- _Paginatekst_:
::::
Om verschillende redenen is het noodzakelijk dat we tijdens deze vlucht op den stand aanwezig zijn. We kunnen tijdens en na de vlucht verschillende dingen aangaande den toestand der volken opmerken. Mocht tijdens deze vlucht den grond met sneeuw of ijs bedekt zijn, dan bestrooie men deze vroegtijdig met stroo of bedekke hem met andere droge voorwerpen en wel een tiental meters rond den stal. U redt daardoor ontelbare bijen van een wissen dood. Ze gaan op sneeuw of ijs zitten, en zonder dat ze het beseffen zijn ze stijf en komen niet meer thuis. Het vorige jaar heeft deze eerste vlucht millioenen bijen gekost aan degenen, die geen voorzorgsmaatregelen hadden genomen.
::::
- _Aangeleverde gegevens_:
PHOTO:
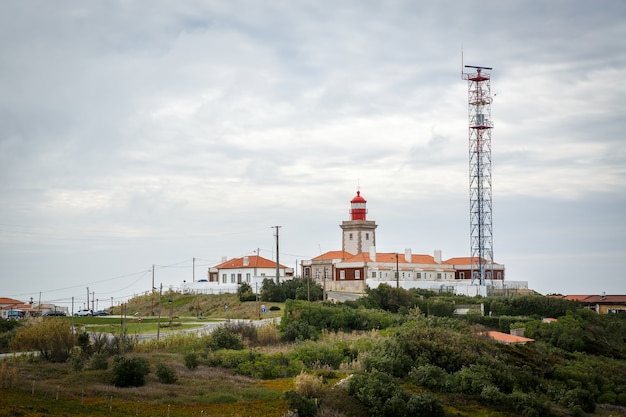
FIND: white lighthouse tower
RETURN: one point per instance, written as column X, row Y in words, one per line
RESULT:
column 359, row 234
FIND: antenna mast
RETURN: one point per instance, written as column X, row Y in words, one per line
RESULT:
column 480, row 126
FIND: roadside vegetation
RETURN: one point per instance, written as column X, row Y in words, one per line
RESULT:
column 391, row 353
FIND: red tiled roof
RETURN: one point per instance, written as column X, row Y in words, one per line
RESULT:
column 609, row 299
column 390, row 258
column 253, row 262
column 9, row 301
column 596, row 299
column 507, row 338
column 462, row 261
column 334, row 254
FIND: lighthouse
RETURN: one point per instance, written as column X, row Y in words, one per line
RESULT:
column 359, row 234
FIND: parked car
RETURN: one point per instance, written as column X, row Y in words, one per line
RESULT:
column 100, row 313
column 84, row 312
column 54, row 313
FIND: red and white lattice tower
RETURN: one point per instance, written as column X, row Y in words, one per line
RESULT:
column 480, row 126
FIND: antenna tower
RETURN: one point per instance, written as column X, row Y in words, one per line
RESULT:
column 480, row 126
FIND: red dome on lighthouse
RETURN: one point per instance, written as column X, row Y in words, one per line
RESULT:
column 358, row 210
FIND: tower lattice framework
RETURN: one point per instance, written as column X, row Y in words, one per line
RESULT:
column 480, row 127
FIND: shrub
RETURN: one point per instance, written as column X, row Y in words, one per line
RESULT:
column 320, row 354
column 431, row 377
column 99, row 361
column 245, row 329
column 129, row 372
column 52, row 338
column 309, row 386
column 191, row 360
column 84, row 343
column 306, row 407
column 385, row 397
column 298, row 330
column 223, row 338
column 268, row 334
column 165, row 374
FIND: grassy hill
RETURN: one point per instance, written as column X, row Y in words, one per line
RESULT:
column 393, row 353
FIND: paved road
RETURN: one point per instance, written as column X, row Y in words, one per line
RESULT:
column 203, row 328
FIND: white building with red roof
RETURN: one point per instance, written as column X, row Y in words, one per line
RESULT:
column 358, row 265
column 228, row 275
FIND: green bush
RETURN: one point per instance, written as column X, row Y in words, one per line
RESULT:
column 165, row 374
column 245, row 329
column 191, row 360
column 305, row 407
column 129, row 372
column 385, row 397
column 99, row 361
column 223, row 338
column 431, row 377
column 320, row 354
column 297, row 330
column 84, row 343
column 389, row 356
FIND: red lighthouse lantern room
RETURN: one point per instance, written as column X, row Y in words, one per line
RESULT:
column 358, row 211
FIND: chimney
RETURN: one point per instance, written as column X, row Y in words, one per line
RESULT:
column 437, row 256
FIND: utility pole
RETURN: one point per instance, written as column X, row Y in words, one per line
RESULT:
column 277, row 256
column 397, row 272
column 152, row 309
column 159, row 319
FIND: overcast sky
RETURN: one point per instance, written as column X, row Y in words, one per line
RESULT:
column 135, row 133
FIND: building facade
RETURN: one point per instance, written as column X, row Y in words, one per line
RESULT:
column 358, row 265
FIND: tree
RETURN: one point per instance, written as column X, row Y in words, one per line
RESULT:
column 245, row 293
column 130, row 372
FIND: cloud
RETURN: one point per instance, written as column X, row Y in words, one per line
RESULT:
column 182, row 128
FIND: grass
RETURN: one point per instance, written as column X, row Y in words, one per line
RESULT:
column 53, row 389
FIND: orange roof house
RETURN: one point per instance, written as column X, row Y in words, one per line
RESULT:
column 506, row 338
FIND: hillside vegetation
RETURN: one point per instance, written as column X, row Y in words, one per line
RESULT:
column 391, row 353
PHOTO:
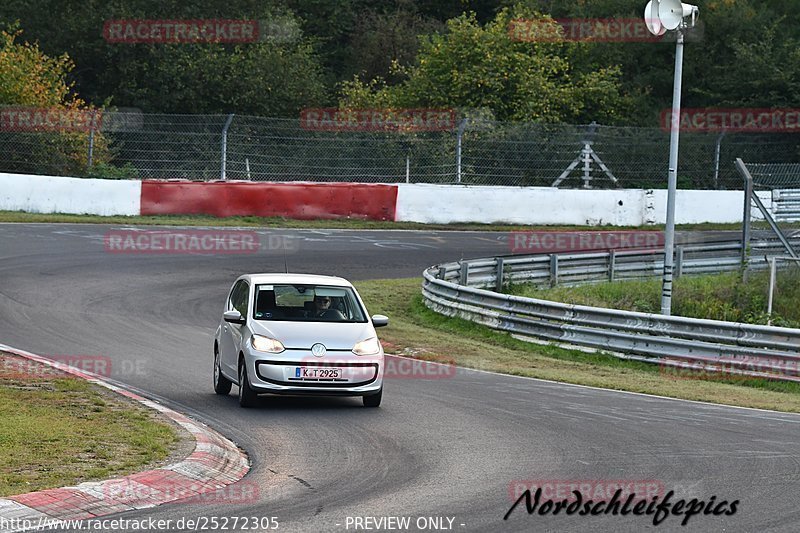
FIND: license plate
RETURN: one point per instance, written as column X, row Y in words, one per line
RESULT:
column 305, row 372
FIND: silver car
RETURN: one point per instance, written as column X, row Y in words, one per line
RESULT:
column 298, row 334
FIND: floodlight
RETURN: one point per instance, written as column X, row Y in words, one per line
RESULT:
column 651, row 18
column 660, row 16
column 672, row 12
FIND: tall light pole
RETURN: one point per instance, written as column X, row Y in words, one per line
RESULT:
column 662, row 16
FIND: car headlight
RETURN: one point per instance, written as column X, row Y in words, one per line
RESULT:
column 266, row 344
column 369, row 346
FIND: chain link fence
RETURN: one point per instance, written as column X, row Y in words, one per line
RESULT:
column 236, row 147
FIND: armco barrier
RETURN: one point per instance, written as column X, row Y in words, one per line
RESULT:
column 291, row 200
column 452, row 289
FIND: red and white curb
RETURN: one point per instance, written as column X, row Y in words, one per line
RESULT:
column 216, row 462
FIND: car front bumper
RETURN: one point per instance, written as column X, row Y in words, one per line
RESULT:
column 281, row 373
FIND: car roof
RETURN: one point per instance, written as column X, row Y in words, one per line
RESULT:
column 310, row 279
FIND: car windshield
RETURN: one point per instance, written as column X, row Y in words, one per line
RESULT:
column 307, row 303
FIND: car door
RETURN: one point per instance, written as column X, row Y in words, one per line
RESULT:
column 241, row 298
column 229, row 346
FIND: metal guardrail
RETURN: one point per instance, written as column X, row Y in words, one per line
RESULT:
column 459, row 289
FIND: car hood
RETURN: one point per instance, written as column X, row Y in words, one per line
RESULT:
column 303, row 335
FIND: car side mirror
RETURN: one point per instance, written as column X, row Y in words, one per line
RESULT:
column 233, row 316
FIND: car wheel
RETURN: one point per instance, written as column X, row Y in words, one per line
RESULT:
column 373, row 400
column 247, row 398
column 222, row 385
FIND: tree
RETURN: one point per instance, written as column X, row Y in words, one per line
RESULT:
column 31, row 79
column 482, row 66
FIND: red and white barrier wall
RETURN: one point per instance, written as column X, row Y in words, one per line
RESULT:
column 424, row 203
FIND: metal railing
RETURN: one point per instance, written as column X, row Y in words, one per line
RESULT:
column 485, row 152
column 459, row 289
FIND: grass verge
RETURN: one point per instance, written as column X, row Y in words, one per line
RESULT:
column 58, row 430
column 280, row 222
column 418, row 332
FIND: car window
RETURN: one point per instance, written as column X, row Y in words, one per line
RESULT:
column 307, row 303
column 238, row 298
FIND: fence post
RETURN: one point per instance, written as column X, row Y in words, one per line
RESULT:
column 90, row 157
column 612, row 264
column 716, row 160
column 463, row 277
column 498, row 280
column 553, row 270
column 222, row 173
column 746, row 214
column 459, row 136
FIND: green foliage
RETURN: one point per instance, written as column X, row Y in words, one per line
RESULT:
column 108, row 171
column 30, row 78
column 481, row 66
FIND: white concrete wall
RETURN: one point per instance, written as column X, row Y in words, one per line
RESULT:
column 518, row 205
column 52, row 194
column 544, row 205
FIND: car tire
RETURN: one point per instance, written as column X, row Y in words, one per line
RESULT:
column 222, row 385
column 247, row 398
column 373, row 400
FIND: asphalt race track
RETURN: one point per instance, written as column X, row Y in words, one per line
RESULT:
::::
- _Opdracht 1_:
Noem alles wat in de paginatekst over de vlucht van de bijen genoemd wordt als iets dat de grond bedekt of waarmee men de grond bedekt.
- _Opdracht 2_:
Schrijf de tekst over de eerste vlucht van de bijen verder, te beginnen na de laatste zin.

- _Antwoord 1_:
sneeuw, ijs, stroo, andere droge voorwerpen

- _Antwoord 2_:
Na de vlucht, dus tegen den avond, moeten de volken weer tot rust komen. Zijn er onverhoopt bij, welke rumoerig en om het vlieggat blijven loopen en zoeken, dan is dat een teeken dat er met deze iets niet in orde is. Meestal is het volk moerloos geworden tijdens den winter. Ook kan het zijn, dat de bijen door muizen geplaagd worden. Men onderzoekt dit direct. We merken zulke volken om, zoo spoedig het weer dit toelaat, ze eens grondig na te zien. Indien het moerlooze volken betreft, vereenig ze met andere (zwakke) volken, Blijft het weer tot na de reinigingsvlucht zacht, dan overtuige men zich, of de volken nog voldoen- de voer hebben. Bij ronde- en boogkorven licht men ze op en bij kasten neme men voorzichtig het winterdek even weg en met een vluggen blik op de raten ziet men of er voorraad is. Moest onverhoopt de voorraad op of zoo goed als op zijn, dan helpe men deze met borstplaat. Bij kasten legt men een stuk precies boven den tros en bij korven spijlt men een stuk tusschen de raten, zoo dicht mogelijk bij den tros. Borstplaat maakt men door 8 deelen suiker en 1 deel water zoolang te koken tot het een taaie massa wordt. Men laat een druppel op een koud voorwerp vallen. Wordt deze spoedig hard dan is het mengsel klaar om in vormen te gieten, In bakjes of borden legt men een oude krant (enkel) en giet daar de massa op. Als het hard is kan men de borstplaat uit de vormen nemen en is klaar om ze aan de bijen te geven, al of niet eerst nog ondergedompeld in lauw warm water. Er zijn nog wel andere manieren om te helpen, doch deze is verreweg voor den imker het gemakkelijkst en voor de bijen de beste.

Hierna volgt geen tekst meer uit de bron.